--- START Stored rows ---
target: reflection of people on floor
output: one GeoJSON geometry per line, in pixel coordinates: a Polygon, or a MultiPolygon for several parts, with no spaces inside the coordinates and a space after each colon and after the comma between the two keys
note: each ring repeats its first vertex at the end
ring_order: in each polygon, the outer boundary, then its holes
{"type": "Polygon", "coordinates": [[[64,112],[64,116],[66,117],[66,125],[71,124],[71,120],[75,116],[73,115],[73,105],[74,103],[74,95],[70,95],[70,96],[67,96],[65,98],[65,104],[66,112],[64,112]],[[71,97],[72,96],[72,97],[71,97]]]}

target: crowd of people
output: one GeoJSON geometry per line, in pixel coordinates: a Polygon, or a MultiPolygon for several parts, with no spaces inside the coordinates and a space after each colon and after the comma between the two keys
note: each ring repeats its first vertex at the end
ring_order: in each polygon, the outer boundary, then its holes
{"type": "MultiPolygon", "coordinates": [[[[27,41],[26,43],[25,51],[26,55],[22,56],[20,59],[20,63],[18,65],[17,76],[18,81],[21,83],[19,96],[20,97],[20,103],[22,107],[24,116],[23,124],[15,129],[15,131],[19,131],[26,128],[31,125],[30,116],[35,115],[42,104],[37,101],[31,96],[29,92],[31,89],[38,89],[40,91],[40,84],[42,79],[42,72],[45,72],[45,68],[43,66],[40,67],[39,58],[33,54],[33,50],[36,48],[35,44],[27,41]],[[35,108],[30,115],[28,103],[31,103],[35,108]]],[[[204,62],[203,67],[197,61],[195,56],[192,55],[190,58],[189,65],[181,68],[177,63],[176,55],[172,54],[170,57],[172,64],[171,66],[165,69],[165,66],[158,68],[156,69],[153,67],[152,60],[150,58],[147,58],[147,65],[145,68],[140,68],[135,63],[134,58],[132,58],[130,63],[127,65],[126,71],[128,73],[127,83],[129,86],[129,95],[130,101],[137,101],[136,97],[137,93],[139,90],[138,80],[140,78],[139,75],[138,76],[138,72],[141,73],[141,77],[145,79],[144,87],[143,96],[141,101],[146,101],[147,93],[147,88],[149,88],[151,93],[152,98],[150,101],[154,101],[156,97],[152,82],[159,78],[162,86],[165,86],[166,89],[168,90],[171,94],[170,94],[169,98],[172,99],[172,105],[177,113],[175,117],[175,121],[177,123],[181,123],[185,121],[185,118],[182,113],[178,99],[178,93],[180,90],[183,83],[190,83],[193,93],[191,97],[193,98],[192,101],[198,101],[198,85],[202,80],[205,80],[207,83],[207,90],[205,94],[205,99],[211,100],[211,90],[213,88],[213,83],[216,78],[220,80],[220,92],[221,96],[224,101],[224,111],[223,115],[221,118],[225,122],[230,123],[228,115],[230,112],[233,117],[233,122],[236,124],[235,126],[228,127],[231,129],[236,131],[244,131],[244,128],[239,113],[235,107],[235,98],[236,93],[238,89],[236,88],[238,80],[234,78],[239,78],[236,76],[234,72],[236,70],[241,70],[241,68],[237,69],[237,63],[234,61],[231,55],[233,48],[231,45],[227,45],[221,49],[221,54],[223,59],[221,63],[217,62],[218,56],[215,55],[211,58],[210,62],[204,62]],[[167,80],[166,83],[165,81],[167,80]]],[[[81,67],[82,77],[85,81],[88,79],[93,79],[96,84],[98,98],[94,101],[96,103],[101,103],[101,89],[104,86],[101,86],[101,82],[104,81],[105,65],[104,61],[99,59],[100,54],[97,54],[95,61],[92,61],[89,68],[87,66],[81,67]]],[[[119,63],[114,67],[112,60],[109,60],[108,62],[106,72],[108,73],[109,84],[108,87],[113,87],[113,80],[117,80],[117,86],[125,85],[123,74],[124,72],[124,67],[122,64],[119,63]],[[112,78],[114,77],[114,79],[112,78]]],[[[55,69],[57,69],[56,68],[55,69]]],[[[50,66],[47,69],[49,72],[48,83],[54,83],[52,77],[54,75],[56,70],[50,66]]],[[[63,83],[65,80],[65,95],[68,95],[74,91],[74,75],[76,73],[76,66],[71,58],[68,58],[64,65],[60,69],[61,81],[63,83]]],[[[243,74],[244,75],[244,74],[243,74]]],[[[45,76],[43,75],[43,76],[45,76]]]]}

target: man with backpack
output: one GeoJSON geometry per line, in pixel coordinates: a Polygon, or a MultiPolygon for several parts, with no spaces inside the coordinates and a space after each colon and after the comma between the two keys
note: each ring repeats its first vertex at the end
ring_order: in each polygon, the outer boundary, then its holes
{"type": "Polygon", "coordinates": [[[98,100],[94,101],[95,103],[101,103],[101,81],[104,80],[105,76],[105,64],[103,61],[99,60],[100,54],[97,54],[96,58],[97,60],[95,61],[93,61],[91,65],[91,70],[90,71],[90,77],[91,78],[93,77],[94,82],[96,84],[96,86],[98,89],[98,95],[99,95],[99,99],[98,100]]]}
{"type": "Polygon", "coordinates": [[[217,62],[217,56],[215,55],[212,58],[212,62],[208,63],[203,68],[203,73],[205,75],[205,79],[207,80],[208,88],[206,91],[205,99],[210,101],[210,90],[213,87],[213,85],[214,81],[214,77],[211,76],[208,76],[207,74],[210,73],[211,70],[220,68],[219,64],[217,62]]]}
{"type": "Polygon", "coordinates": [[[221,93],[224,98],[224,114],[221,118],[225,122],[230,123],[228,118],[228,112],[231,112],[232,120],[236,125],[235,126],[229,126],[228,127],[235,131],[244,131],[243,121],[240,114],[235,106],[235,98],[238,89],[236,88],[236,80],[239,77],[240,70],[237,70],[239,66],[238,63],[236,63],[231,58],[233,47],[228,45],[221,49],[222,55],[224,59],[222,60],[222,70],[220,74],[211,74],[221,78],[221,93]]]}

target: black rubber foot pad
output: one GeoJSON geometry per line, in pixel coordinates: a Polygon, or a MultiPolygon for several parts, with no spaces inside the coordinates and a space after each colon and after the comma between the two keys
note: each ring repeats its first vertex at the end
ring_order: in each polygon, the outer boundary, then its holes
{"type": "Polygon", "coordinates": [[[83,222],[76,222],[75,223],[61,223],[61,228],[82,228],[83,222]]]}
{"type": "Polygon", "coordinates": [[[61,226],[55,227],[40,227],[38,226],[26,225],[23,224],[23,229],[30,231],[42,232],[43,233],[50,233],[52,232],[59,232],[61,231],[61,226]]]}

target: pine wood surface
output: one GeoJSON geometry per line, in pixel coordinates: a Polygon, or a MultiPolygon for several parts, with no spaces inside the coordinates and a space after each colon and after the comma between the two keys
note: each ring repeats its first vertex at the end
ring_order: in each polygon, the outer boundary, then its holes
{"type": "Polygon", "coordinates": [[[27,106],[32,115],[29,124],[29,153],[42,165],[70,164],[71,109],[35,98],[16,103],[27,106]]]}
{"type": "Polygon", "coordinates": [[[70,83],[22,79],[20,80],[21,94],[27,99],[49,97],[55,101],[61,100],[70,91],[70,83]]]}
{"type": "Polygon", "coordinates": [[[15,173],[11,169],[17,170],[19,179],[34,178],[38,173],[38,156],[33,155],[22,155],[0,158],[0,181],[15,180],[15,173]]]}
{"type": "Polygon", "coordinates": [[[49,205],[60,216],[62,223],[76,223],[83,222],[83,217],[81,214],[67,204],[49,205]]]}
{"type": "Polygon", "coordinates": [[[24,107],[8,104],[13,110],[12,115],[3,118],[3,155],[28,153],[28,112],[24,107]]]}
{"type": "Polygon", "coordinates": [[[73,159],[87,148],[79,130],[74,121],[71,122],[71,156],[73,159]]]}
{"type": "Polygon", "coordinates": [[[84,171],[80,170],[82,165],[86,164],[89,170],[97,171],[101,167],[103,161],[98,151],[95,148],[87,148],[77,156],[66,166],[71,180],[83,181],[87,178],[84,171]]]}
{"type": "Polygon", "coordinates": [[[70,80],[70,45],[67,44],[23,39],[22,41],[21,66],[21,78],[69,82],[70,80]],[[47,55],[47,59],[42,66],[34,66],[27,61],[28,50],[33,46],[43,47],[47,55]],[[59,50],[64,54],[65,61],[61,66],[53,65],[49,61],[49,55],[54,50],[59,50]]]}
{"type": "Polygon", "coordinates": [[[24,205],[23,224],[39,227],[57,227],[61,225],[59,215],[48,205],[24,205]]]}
--- END Stored rows ---
Brief: Return each line of the records that contains the word "people", matching case exactly.

Output of the exercise:
target: reflection of people on floor
target: crowd of people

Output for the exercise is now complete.